_DO THIS_
Repeat word for word the lines from the one holding "of the moored" through the end, both ends included, and leave out every picture.

_MATERIAL FOR THIS EXERCISE_
----------------

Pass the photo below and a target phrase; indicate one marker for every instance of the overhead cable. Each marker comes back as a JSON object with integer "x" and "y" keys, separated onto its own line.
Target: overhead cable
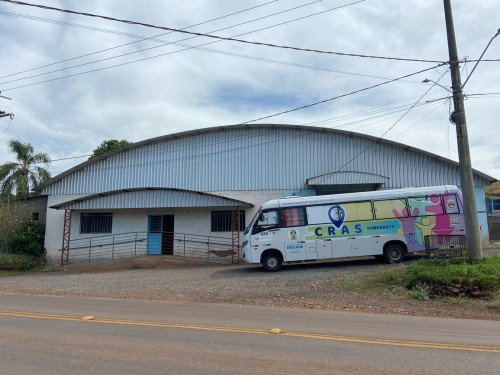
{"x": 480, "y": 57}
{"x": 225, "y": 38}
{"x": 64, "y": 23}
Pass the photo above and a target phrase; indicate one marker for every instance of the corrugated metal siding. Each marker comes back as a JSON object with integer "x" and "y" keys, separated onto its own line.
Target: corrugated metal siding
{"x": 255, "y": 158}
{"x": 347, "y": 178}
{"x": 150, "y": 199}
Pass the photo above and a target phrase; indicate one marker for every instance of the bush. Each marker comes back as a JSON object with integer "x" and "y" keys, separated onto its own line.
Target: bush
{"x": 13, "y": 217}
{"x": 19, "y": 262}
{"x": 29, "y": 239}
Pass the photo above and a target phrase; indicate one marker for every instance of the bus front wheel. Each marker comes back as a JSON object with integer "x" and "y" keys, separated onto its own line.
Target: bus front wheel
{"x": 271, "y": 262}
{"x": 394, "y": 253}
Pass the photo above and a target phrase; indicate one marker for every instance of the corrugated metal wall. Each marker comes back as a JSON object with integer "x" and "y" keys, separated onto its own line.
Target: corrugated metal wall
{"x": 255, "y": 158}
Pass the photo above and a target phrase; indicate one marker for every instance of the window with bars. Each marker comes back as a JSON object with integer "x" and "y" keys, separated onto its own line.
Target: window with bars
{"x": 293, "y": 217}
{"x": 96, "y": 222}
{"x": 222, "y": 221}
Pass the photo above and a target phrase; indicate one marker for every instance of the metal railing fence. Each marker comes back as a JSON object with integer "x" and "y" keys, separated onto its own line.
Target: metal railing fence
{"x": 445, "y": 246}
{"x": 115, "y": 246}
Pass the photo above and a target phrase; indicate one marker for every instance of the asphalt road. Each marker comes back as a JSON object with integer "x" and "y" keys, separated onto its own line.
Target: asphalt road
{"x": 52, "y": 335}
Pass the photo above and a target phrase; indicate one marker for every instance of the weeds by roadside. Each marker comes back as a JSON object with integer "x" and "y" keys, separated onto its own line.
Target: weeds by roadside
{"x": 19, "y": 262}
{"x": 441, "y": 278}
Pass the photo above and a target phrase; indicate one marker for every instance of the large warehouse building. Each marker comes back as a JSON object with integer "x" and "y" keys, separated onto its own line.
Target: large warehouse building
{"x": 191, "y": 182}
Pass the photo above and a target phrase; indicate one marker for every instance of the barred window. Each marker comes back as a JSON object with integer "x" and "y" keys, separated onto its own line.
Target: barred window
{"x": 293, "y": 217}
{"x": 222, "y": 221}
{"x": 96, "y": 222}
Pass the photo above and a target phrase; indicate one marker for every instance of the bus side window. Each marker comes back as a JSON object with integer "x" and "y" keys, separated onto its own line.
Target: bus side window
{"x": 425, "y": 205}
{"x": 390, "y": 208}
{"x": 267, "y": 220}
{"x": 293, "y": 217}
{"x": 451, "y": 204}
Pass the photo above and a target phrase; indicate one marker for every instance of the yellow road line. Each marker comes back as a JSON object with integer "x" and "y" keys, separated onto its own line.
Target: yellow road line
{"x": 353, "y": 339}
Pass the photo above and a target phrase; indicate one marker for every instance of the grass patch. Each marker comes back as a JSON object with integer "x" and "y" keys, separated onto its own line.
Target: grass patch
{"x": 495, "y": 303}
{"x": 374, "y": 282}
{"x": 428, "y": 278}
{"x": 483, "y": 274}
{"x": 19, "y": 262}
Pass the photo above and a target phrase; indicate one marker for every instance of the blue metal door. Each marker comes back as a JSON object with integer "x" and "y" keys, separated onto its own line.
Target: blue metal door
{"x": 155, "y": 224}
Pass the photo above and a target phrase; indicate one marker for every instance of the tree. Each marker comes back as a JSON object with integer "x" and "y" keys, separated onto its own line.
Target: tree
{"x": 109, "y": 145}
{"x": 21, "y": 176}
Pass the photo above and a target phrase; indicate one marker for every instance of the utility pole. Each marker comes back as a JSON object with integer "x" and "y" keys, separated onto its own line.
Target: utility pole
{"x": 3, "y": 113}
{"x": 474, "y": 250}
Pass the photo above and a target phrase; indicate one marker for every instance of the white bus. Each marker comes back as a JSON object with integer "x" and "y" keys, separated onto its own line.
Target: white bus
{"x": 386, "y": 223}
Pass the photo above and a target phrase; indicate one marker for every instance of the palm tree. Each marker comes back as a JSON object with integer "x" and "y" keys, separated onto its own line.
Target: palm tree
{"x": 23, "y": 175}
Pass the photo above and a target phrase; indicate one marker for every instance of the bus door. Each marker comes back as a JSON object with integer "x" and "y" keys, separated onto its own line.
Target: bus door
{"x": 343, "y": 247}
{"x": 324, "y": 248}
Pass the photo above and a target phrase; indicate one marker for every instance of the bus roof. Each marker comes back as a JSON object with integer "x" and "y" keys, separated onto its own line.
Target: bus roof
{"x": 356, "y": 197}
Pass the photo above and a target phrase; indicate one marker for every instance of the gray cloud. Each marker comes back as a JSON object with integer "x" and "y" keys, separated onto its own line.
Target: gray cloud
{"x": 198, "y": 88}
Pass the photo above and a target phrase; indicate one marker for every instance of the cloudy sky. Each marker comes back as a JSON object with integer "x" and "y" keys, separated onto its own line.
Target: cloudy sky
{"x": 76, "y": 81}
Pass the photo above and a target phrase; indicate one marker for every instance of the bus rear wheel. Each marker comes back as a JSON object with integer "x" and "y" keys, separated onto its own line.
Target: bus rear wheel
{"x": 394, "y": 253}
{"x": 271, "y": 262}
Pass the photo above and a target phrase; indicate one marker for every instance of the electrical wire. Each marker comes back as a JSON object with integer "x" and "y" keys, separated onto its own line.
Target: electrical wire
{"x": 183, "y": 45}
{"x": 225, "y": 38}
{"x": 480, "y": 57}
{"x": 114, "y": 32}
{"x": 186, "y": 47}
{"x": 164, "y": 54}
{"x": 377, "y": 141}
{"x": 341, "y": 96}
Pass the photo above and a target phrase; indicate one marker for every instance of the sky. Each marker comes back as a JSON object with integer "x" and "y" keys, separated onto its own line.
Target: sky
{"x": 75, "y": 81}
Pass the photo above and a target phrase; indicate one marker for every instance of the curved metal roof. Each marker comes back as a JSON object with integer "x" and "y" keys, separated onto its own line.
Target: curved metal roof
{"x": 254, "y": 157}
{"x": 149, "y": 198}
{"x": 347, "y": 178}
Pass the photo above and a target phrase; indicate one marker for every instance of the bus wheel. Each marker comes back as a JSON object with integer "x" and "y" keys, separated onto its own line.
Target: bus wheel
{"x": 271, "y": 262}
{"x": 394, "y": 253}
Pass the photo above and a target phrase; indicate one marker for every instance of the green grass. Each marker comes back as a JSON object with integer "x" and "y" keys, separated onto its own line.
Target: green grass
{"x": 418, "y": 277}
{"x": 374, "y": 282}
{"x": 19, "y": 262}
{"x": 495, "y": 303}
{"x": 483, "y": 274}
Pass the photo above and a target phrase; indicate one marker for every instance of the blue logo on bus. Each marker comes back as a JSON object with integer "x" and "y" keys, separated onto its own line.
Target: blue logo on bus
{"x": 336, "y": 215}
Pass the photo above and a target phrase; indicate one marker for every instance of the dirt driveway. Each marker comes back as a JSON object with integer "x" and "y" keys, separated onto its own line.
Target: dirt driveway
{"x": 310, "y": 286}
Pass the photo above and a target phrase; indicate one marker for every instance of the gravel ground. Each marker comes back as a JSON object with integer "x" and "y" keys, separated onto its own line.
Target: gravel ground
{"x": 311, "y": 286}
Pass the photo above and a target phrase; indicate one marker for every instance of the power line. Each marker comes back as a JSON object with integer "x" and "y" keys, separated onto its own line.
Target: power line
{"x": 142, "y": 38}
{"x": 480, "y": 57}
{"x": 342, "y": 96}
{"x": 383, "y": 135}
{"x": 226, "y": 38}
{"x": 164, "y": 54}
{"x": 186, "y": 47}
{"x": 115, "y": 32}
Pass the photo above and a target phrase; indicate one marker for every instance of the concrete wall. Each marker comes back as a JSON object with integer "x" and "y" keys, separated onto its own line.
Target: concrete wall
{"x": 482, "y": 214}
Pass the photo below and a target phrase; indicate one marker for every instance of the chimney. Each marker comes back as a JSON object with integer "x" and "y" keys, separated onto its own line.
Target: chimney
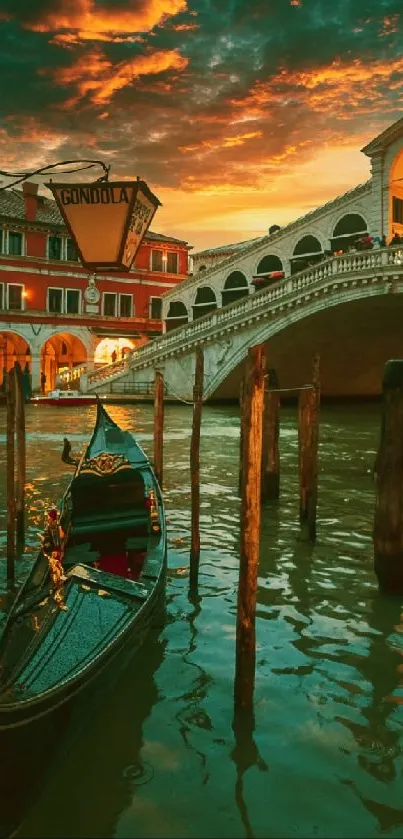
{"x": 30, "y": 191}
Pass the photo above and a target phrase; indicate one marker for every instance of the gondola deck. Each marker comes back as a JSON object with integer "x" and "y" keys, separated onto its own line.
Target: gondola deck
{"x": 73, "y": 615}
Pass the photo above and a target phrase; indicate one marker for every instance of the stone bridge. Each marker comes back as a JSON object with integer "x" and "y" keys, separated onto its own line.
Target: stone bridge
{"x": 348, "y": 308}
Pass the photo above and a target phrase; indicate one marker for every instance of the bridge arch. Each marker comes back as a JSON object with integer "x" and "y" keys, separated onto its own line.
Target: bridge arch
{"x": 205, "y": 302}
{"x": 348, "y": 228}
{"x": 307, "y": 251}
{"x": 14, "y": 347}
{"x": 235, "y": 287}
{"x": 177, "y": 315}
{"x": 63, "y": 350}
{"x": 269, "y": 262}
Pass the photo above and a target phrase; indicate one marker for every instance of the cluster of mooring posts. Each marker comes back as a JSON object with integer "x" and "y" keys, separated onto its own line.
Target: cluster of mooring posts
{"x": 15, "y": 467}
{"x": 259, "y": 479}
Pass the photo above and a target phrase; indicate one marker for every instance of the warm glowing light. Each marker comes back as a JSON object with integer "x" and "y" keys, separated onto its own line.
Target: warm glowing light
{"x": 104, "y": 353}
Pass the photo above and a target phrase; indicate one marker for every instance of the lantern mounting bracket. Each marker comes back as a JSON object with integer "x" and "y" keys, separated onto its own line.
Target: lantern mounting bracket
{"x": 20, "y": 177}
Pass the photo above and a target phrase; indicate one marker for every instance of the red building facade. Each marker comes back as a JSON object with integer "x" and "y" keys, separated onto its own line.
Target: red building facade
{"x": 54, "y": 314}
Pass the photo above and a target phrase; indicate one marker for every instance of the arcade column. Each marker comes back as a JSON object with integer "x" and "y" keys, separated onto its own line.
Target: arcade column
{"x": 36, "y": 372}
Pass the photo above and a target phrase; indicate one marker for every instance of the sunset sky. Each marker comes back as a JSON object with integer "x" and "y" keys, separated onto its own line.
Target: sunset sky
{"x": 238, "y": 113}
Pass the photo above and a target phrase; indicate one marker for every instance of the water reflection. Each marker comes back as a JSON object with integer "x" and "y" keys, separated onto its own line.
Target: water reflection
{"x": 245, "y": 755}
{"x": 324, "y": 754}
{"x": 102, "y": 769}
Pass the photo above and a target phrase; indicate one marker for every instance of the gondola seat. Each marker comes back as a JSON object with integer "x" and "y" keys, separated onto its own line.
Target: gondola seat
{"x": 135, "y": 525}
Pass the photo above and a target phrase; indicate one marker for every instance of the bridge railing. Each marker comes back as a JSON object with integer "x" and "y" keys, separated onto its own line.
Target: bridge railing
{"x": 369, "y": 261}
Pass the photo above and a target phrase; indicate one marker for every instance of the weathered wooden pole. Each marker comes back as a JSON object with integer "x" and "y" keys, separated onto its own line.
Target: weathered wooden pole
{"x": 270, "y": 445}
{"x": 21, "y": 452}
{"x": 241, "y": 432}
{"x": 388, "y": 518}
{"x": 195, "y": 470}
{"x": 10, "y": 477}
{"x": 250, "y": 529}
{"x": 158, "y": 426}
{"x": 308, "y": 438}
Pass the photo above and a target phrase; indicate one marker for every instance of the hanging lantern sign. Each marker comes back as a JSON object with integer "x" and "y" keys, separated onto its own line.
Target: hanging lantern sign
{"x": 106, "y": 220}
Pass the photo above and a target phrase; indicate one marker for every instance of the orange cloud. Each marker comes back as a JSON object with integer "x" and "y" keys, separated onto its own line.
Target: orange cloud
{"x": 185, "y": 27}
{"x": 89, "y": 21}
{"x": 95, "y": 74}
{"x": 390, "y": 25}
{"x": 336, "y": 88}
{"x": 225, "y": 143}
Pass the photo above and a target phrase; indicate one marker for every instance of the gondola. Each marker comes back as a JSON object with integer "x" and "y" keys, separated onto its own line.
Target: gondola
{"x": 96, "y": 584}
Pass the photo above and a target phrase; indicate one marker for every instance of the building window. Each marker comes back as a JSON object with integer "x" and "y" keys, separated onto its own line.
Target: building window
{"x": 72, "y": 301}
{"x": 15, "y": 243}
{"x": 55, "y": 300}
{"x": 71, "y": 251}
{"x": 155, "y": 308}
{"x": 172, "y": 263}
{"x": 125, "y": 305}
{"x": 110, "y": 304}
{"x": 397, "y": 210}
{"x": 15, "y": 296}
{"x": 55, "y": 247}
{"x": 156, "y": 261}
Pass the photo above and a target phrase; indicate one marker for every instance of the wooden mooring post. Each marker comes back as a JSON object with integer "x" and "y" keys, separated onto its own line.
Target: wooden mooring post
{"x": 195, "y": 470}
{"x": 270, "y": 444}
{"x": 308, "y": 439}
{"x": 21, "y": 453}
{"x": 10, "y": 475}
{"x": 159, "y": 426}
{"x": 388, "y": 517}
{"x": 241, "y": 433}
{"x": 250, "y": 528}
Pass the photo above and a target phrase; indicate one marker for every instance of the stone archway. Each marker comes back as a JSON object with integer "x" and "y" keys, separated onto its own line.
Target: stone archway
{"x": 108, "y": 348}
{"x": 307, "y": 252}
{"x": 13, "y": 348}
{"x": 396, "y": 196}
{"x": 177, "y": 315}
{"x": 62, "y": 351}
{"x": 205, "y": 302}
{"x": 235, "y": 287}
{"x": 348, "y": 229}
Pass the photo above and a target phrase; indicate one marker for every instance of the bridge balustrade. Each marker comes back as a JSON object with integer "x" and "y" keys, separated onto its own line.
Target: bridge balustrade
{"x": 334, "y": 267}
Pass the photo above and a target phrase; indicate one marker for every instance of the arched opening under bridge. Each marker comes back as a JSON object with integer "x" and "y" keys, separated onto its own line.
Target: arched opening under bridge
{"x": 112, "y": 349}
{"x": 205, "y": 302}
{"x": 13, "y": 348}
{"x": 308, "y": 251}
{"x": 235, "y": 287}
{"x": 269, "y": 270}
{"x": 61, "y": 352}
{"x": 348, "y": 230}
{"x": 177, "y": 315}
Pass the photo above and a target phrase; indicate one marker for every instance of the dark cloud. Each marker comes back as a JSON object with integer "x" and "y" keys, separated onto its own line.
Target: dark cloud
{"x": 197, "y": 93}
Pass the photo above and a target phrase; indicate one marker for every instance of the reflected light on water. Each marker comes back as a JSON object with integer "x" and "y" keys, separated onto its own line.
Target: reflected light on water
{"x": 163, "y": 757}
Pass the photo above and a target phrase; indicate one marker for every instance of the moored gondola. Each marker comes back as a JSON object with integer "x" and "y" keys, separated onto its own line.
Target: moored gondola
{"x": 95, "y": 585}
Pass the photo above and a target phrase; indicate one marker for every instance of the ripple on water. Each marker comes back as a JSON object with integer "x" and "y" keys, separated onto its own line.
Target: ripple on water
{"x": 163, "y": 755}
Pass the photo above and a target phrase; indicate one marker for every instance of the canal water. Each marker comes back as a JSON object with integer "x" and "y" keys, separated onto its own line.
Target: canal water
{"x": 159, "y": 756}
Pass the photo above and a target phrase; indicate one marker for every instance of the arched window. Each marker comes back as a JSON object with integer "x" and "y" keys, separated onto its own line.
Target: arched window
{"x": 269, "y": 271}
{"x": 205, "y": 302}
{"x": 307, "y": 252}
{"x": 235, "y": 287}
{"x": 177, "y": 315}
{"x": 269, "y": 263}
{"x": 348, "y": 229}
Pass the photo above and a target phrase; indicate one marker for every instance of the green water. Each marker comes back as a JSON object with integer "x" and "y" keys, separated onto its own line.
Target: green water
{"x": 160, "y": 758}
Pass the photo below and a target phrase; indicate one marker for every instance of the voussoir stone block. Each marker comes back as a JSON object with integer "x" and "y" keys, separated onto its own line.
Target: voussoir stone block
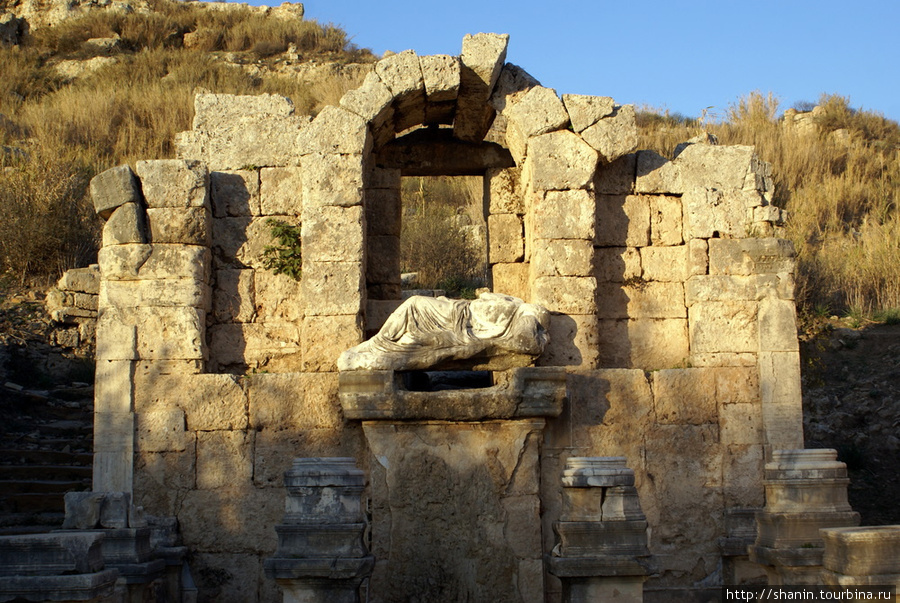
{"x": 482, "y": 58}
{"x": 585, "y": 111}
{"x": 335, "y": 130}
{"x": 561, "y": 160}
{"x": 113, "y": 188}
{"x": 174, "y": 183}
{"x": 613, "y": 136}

----------------

_TASK SOLUTION_
Pass the photo above and a target phrase; indicate one marker for every instance of the moored gondola. Each marker comes back as a JSON object with integer "x" and "y" keys, separated onto its own line.
Target: moored gondola
{"x": 95, "y": 585}
Pass the photo above and a target phrase; indicate one marker for every instance of the ripple on water. Each marker comes back as a JSON object with integer "x" and "y" keys, separated onto its own line.
Target: ripple on water
{"x": 163, "y": 755}
Pass the photo above and a target phrase; indicate one marker for every instance of the canal water. Each marker comes back as a JSON object with integer "x" and "y" keys, separated onto its own line.
Target: canal water
{"x": 159, "y": 756}
Pass the photo above and a target phrase; indicate one marker for every instance of the arched window. Each marker comes back as a JSON object with integer "x" and "y" keys, separated onto its own line.
Target: arched window
{"x": 269, "y": 271}
{"x": 205, "y": 302}
{"x": 307, "y": 252}
{"x": 235, "y": 287}
{"x": 177, "y": 315}
{"x": 269, "y": 263}
{"x": 348, "y": 229}
Pass the photo above and a target phrase; indicate one marker for every instance of the green water. Each marker comes back as a JSON object with integer "x" and "y" keys, separated onto its own line.
Target: green water
{"x": 160, "y": 758}
Pass the photo below and a target phrase; indicate one marker for every instance of the voussoir stone block. Each marker comes back as a JSON object with integer "x" and "y" keys, separated onto its own line.
Target: voussoir stone block
{"x": 482, "y": 58}
{"x": 585, "y": 111}
{"x": 335, "y": 130}
{"x": 561, "y": 160}
{"x": 113, "y": 188}
{"x": 174, "y": 183}
{"x": 613, "y": 136}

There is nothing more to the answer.